→ **EXERCISE DIRECTIONS**
Rewrite everything from the start of the listing down through the line containing "2. Using the image above, locate the paved" as a numbered list, skipping any blank lines. Leave the pictures out of your answer.

→ **GIVEN RECORDS**
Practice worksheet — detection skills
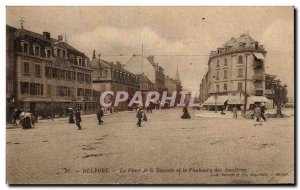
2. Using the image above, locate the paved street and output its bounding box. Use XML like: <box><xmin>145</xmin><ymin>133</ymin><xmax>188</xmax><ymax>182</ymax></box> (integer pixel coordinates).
<box><xmin>6</xmin><ymin>109</ymin><xmax>294</xmax><ymax>184</ymax></box>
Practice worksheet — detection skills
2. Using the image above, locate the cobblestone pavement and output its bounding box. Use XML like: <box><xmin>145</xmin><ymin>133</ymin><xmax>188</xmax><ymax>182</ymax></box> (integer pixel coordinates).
<box><xmin>6</xmin><ymin>109</ymin><xmax>294</xmax><ymax>184</ymax></box>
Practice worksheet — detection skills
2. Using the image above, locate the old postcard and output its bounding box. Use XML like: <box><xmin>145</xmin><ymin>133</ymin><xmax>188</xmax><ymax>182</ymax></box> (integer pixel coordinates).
<box><xmin>6</xmin><ymin>6</ymin><xmax>295</xmax><ymax>185</ymax></box>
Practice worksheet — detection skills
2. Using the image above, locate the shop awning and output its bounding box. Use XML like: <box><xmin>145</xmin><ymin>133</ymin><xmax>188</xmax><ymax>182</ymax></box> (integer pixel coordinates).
<box><xmin>201</xmin><ymin>96</ymin><xmax>228</xmax><ymax>106</ymax></box>
<box><xmin>150</xmin><ymin>100</ymin><xmax>160</xmax><ymax>105</ymax></box>
<box><xmin>253</xmin><ymin>52</ymin><xmax>265</xmax><ymax>60</ymax></box>
<box><xmin>20</xmin><ymin>97</ymin><xmax>73</xmax><ymax>102</ymax></box>
<box><xmin>248</xmin><ymin>96</ymin><xmax>269</xmax><ymax>104</ymax></box>
<box><xmin>227</xmin><ymin>93</ymin><xmax>244</xmax><ymax>105</ymax></box>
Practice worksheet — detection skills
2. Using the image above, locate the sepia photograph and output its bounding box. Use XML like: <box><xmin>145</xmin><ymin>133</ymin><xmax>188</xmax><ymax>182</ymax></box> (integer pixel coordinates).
<box><xmin>3</xmin><ymin>6</ymin><xmax>296</xmax><ymax>185</ymax></box>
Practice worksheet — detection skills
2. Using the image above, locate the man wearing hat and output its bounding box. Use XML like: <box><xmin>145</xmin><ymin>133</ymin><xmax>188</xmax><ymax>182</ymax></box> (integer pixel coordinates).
<box><xmin>75</xmin><ymin>108</ymin><xmax>81</xmax><ymax>130</ymax></box>
<box><xmin>260</xmin><ymin>103</ymin><xmax>267</xmax><ymax>122</ymax></box>
<box><xmin>136</xmin><ymin>108</ymin><xmax>143</xmax><ymax>127</ymax></box>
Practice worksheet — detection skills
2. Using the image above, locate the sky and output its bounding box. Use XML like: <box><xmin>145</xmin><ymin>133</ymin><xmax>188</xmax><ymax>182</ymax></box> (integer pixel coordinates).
<box><xmin>6</xmin><ymin>7</ymin><xmax>294</xmax><ymax>96</ymax></box>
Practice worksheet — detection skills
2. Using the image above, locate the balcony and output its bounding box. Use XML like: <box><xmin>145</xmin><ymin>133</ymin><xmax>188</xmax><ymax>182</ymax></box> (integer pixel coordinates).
<box><xmin>253</xmin><ymin>60</ymin><xmax>264</xmax><ymax>69</ymax></box>
<box><xmin>252</xmin><ymin>74</ymin><xmax>265</xmax><ymax>81</ymax></box>
<box><xmin>254</xmin><ymin>89</ymin><xmax>264</xmax><ymax>96</ymax></box>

→ **ANSWER TO THE EXERCISE**
1. Practice worksheet — detection skills
2. 2. Using the image above, locate the paved street and output its bounding box. Use XML like: <box><xmin>145</xmin><ymin>133</ymin><xmax>188</xmax><ymax>182</ymax></box> (integer pixel coordinates).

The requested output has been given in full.